Directions for this task: Please retype, character for character and nothing more, the entries from the line with "Instruction: identify the stone" up to and including the line with "629 603 693 670".

Information provided:
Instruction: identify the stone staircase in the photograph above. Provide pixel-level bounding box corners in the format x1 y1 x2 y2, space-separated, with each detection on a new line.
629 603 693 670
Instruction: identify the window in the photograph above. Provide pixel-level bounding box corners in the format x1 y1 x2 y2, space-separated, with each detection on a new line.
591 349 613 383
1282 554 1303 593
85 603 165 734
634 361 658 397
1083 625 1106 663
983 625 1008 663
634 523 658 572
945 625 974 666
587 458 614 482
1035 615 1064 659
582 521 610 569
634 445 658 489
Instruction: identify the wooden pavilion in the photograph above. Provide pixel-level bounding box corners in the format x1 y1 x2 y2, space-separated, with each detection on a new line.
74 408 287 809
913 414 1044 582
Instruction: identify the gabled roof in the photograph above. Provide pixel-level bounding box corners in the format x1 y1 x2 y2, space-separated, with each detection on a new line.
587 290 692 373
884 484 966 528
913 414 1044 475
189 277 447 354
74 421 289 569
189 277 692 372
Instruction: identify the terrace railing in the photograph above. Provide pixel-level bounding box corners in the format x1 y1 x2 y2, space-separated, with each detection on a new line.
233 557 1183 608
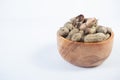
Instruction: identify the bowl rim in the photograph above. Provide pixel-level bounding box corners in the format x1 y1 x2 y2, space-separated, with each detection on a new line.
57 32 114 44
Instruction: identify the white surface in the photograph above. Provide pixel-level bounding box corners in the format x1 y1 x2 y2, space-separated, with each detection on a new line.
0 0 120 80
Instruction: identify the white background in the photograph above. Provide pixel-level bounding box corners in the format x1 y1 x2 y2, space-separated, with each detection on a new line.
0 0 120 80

...

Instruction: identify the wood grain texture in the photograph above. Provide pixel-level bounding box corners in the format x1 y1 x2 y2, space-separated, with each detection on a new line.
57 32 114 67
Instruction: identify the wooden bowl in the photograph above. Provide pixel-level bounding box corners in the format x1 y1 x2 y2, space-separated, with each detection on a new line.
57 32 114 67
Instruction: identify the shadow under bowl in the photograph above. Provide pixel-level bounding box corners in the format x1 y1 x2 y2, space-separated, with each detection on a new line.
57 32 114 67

--

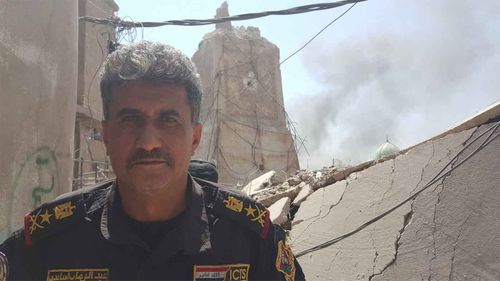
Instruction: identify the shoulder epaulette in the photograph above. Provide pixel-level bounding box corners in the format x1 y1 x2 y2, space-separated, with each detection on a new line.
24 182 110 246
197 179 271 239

Completed task:
Instruction: identify the stone staircase in the photograph above. Provide pixel-level bounding box corners in the format x1 y1 x2 y2, space-separated, with each detection on a new line.
629 603 693 670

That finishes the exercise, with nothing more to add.